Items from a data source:
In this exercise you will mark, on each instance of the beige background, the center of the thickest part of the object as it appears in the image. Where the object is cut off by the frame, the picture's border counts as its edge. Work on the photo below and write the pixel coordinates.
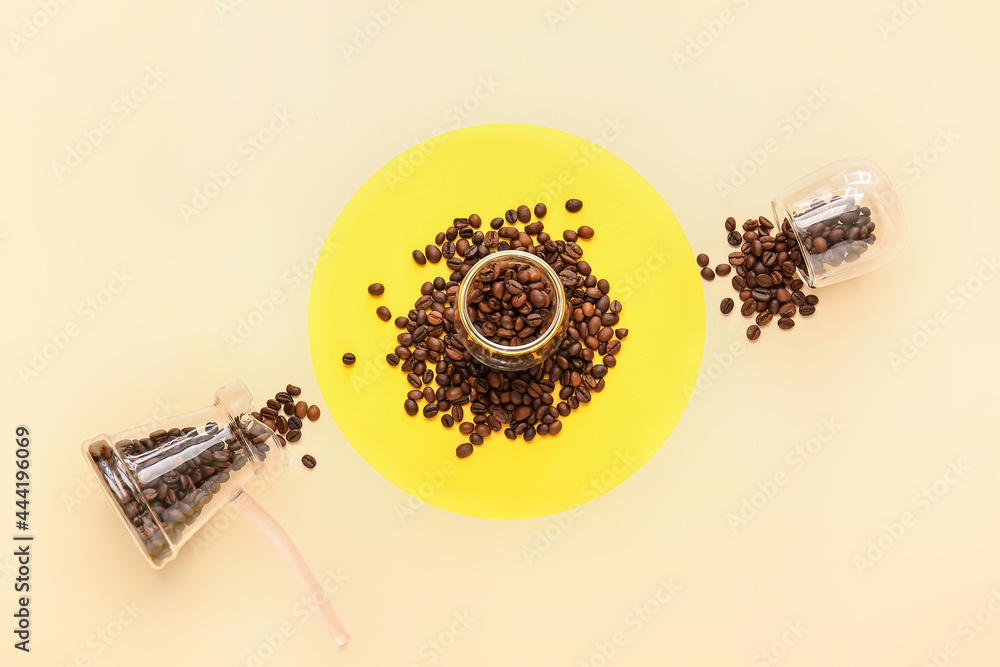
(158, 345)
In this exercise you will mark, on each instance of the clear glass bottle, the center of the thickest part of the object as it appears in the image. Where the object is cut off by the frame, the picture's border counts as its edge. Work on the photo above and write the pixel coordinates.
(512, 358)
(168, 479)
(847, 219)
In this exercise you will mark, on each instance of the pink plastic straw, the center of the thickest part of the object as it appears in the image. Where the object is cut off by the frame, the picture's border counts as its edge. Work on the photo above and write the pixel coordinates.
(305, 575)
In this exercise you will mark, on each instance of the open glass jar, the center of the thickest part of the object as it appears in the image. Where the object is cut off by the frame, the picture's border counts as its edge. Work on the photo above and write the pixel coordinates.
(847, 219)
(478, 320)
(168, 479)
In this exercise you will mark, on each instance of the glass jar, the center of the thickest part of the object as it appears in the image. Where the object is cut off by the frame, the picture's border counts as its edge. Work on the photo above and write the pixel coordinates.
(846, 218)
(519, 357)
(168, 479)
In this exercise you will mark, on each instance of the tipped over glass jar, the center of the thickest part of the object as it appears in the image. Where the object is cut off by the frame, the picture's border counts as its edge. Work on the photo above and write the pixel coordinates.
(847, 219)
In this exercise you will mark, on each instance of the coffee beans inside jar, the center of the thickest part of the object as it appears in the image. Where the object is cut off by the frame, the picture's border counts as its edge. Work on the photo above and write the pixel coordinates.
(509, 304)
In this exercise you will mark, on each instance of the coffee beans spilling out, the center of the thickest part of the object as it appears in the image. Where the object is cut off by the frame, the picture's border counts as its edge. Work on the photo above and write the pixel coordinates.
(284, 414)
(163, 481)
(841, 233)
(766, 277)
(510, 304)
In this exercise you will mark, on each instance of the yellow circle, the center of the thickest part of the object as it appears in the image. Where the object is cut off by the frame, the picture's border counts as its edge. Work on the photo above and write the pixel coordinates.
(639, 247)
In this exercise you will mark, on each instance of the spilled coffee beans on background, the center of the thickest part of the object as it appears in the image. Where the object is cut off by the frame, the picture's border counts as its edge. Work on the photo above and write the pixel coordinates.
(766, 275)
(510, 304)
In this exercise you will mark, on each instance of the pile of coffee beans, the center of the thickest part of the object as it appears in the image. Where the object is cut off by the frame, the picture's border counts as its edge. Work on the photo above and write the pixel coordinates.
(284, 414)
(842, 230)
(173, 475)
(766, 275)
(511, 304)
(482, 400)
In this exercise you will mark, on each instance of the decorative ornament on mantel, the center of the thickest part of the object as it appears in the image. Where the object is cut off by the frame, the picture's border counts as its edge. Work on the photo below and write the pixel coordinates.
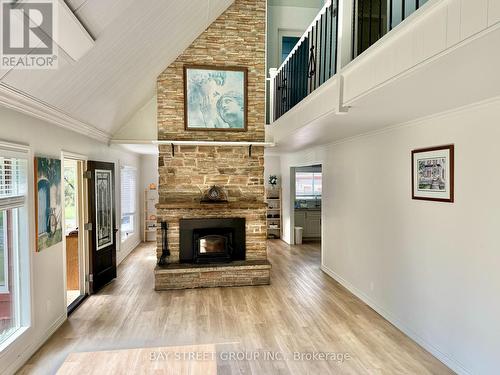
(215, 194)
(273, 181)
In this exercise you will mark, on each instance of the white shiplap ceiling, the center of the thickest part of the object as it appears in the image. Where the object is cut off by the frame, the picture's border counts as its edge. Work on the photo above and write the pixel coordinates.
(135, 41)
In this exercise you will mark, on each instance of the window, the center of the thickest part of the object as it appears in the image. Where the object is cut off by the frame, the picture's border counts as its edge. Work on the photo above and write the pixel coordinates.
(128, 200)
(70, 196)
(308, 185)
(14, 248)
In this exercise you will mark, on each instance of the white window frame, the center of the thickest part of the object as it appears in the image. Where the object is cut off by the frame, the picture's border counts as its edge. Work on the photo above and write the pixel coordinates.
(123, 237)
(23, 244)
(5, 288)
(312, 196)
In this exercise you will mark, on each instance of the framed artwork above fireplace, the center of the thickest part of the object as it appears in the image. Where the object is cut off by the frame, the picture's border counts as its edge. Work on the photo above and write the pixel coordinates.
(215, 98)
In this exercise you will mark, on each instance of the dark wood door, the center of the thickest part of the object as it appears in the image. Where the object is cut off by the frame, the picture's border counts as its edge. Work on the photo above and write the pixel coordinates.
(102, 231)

What is asked:
Are you able to set down all the lines above exactly, without any pictures?

Result for this task:
In this exercise you will mark, on each instance of the beige background, the center of the thickest part of the object as it appears in the image. Where the object is cut off by the frame, the picture's border counts as its edge. Work on the photo below and write the pixel coordinates.
(158, 345)
In this exercise you will mark, on each instance of the clear glass bottle, the center of the thickest part of the object as it appears in the image. Where the object is cut off by the frame, the picture's border counts as its edge. Work on the photo above and write the pixel coordinates.
(512, 358)
(168, 479)
(847, 219)
In this exercise you will mark, on each instance of the pink plastic straw, the center of the thickest part of the object as it appears in the image. Where the object is cut off by the frame, the picture's border counts as its edge. Work on the photo above and write the pixel coordinates.
(305, 575)
In this exercise you will mark, on each instance of the open glass jar, the center of the thickest part of the object as it appears in the image. Where the object is cut off by the frame, the picture's border counts as its edge. Work on the photo above and write the pixel coordinates.
(847, 219)
(478, 320)
(168, 479)
In this exercise you will mark, on each instance of the glass jar, the center of the thickest part of the object as it appears in the image. Where the object is cut off by the frame, the picture's border counts as its edge. Work on the photo above and write the pixel coordinates.
(846, 218)
(519, 357)
(168, 479)
In this exercise you will mark, on each instance of the tipped over glass jar, the center of the thickest part of the object as it appears in the image. Where the object is cut off by the frame, the picture's border counts as its edge. Work on the photo above and write the pixel coordinates.
(847, 219)
In this exercise you will mark, on each instance of the coffee beans inside jar, the center of the thickest part of the object as it appears in the image. Where the object is cut off by the frame, the picture's border counts as its edge. Work on the photo above and write the pixel coordinates.
(509, 304)
In this exercise you will mark, on each instance of the coffee beans spilling out, the center of the thickest part of the object as it appears in the image. Where the object is cut off by the frame, the picture's border counts as its edge. Work on the photo above and write the pixel coordinates.
(284, 414)
(163, 481)
(841, 233)
(766, 277)
(510, 304)
In this exercise you will mark, on each instance of the yellow circle, the center of the thickest part of the object as it appears in the image. Where the object is cut off by the frame, the picture's border counts as its edge. Work on the photo above and write the pixel coordinates.
(639, 247)
In this exercise you will mark, on each instance of the spilled coffee beans on background, the center of the thickest part of the object as it appears in the image. Where the object is cut off by the frame, the picture's border counts as its edge. Work on the photo above and write the pixel coordinates.
(766, 275)
(510, 304)
In this exercise you will mark, on each instance of the pile of coffee beans, the center of the thickest part of the object as it appears in the image. Where the object is cut off by the frame, the picture's border counts as its edge. Work on the photo above and write the pixel coordinates.
(284, 414)
(842, 230)
(173, 475)
(766, 275)
(511, 304)
(482, 400)
In this exercise you will mark, on each instance of the decorative ornament on mantel, the center of the thickest part of the object as it appears in the image. Where the object is cut off by the frame, the picture's border counts as its edge. Work on the photo below and write the pixel coordinates.
(215, 194)
(273, 181)
In this exercise you will mark, on each instance of the white shiplap ceiling, the center of the thickest part of the object as it appears in the image. Where the object is cut off by the frame, the picture's border counts as its edge. Work on the photo above and write the pixel coordinates.
(135, 41)
In this exercise you will mark, on each instance of the window, the center of the thickest part of the object as it appears in the image. Where the object is cut off by the frame, the picture's border counts as its edge. Work on the photo above and write the pixel coordinates.
(128, 200)
(70, 196)
(308, 185)
(14, 248)
In this exercise you will mark, on each instance of the white window frame, the center of the thickest part of the object as it appears in the image. Where the object is cut off by the frame, the picture's border counts as its edge. Work on the photo above and write the pixel coordinates.
(123, 237)
(23, 244)
(5, 288)
(312, 196)
In this exercise you will mark, on each instance of the framed artwork above fireplace, the center of the thickest part of the object as it appears in the image. Where the object is cut off by the frame, the picture's border counts as its edge. Work on the photo above and write the pixel coordinates.
(215, 98)
In this exercise you will mark, on each instance of the dark wood door, the center of the thickest part of the object as it appears in the image. Where the object is cut off by the frame, the picture's border counts as its edge. Work on the photo above and write the pixel coordinates.
(102, 231)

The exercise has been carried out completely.